### Consignes
a: Recopiez à l'identique le passage du texte sur la discrimination salariale qui commence par « TF, 20.07.2021, 4A_636/2020 » et se termine par « une inégalité salariale. ».
b: Traduisez en anglais, s'il vous plaît, cette phrase du texte sur la discrimination salariale : « Estimant qu’il s’agit d’une discrimination salariale à raison du sexe, elle dépose une demande contre son employeur auprès du Tribunal des prud’hommes de Zurich et réclame la différence (nette) par rapport au salaire de son prédécesseur. »
c: Prolongez le texte sur la discrimination salariale en rédigeant la partie qui suit sa dernière phrase.

### Texte fourni
==================================================
Discrimination salariale : l’équivalence des tâches entre une employée et son prédécesseur 

Télécharger en PDF

TF, 20.07.2021, 4A_636/2020

Bien qu’ils aient occupé le même poste, il existe une différence importante en termes d’exigences et de responsabilité entre un employé qui lance de nouveaux processus sur le plan stratégique et une employée qui poursuit et met en œuvre ce qui a déjà été lancé. Le risque d’échec étant nettement inférieur dans ce second cas, il s’agit d’une raison objective d’inégalité de traitement, justifiant en l’espèce une inégalité salariale.

Faits

Une employée, engagée comme Director Operational Excellence, constate qu’elle perçoit un salaire moins élevé que son prédécesseur qui occupait le même poste – soit de CHF 230’000.- contre CHF 300’000.- par année.

Estimant qu’il s’agit d’une discrimination salariale à raison du sexe, elle dépose une demande contre son employeur auprès du Tribunal des prud’hommes de Zurich et réclame la différence (nette) par rapport au salaire de son prédécesseur.
==================================================
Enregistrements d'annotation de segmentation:
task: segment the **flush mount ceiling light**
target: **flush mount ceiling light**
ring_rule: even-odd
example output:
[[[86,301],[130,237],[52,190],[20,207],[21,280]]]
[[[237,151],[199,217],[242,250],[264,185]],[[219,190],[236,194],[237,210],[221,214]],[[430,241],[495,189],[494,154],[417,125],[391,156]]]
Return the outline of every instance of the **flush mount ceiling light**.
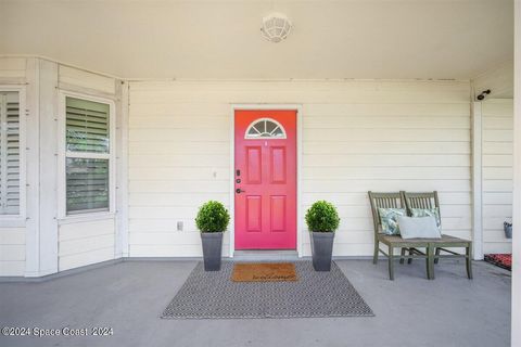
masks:
[[[285,14],[274,12],[263,18],[260,31],[266,40],[277,43],[288,37],[291,27],[292,24]]]

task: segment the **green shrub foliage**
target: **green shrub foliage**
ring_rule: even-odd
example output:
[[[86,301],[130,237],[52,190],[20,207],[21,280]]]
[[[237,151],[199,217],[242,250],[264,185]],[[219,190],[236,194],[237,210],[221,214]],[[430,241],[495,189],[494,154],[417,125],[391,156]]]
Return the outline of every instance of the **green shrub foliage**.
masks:
[[[228,228],[230,215],[225,206],[209,201],[199,208],[195,224],[201,232],[223,232]]]
[[[306,211],[306,224],[309,231],[334,232],[339,228],[340,218],[333,204],[319,201]]]

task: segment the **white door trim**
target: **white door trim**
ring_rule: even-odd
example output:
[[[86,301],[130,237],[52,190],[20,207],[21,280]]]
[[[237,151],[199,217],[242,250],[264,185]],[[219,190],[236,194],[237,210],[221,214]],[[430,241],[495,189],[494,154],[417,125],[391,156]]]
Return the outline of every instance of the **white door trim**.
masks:
[[[301,104],[231,104],[230,112],[230,226],[229,226],[229,257],[236,252],[236,111],[237,110],[294,110],[296,111],[296,252],[303,256],[304,229],[302,223],[302,105]]]

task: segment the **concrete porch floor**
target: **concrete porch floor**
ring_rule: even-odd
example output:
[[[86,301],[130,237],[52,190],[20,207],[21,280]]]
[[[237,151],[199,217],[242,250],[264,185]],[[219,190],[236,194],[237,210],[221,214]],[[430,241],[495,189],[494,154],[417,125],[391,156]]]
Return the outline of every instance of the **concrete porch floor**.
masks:
[[[195,261],[124,261],[39,283],[0,283],[0,326],[111,326],[109,337],[4,337],[0,346],[509,346],[510,273],[474,262],[336,260],[373,318],[162,320]]]

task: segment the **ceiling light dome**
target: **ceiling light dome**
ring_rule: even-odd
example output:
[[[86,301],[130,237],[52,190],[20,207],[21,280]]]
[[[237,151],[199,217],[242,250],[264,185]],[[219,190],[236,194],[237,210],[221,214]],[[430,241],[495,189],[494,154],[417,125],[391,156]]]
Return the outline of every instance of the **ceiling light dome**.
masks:
[[[274,12],[263,18],[260,31],[266,40],[277,43],[288,37],[291,27],[292,24],[285,14]]]

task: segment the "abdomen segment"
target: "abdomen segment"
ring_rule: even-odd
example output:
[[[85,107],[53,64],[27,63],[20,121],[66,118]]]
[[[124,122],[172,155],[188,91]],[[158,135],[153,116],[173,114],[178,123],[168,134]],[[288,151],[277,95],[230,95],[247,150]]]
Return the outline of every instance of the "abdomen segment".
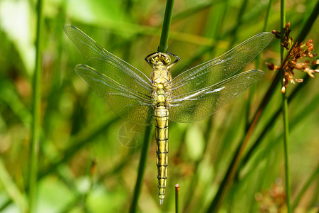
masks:
[[[157,166],[158,197],[163,203],[165,196],[168,166],[168,109],[155,108],[156,165]]]

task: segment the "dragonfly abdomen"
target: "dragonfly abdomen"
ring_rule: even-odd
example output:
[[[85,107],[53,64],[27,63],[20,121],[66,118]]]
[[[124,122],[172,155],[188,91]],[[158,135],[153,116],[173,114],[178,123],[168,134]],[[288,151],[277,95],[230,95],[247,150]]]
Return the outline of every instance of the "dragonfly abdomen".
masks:
[[[165,196],[168,167],[168,109],[155,108],[156,165],[157,166],[158,196],[160,204]]]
==================================================
### Corrigé des exercices
a:
TF, 20.07.2021, 4A_636/2020

Bien qu’ils aient occupé le même poste, il existe une différence importante en termes d’exigences et de responsabilité entre un employé qui lance de nouveaux processus sur le plan stratégique et une employée qui poursuit et met en œuvre ce qui a déjà été lancé. Le risque d’échec étant nettement inférieur dans ce second cas, il s’agit d’une raison objective d’inégalité de traitement, justifiant en l’espèce une inégalité salariale.

b: Believing that this constitutes wage discrimination on the basis of sex, she files a claim against her employer with the Zurich Labor Court and seeks the (net) difference from her predecessor's salary.

c:
Le Tribunal des prud’hommes zurichois admet la demande de l’employée. Celle-ci aurait rendu vraisemblable une discrimination fondée sur le sexe, sans qu’aucun motif objectif ne justifie cette différence salariale.

Saisi d’un appel de l’employeur, l’Obergericht du Canton de Zurich admet l’appel et rejette la demande de l’employée (LA200010-O/U). Il considère que ses fonctions et celles de son prédécesseur ne sont pas équivalentes. En effet, ce dernier aurait assumé une tâche de nature stratégique et ainsi endossé une responsabilité plus élevée. L’Obergericht laisse toutefois indécise la question de savoir si l’employée a rendu vraisemblable une discrimination salariale.

Saisi par l’employée, le Tribunal fédéral est amené à se prononcer sur le fardeau de la preuve en matière de discrimination salariale à raison du sexe ainsi que sur l’équivalence des tâches entre l’employée et son prédécesseur.

Droit

L’art. 3 LEg interdit de discriminer les travailleurs à raison du sexe, soit directement soit indirectement. Cette interdiction s’applique notamment à la rémunération.

En vertu de l’art. 6 LEg, l’existence d’une discrimination salariale est présumée pour autant que la personne qui s’en prévaut la rende vraisemblable. Si elle y parvient, il appartient alors à l’employeur de prouver que la différence de rémunération est justifiée par des critères objectifs (tels que la formation, l’âge, l’expérience, la charge familiale, etc). Le fardeau subjectif de l’allégation (subjektive Behauptungslast) pour renverser la présomption de l’art. 6 LEg incombe à l’employeur.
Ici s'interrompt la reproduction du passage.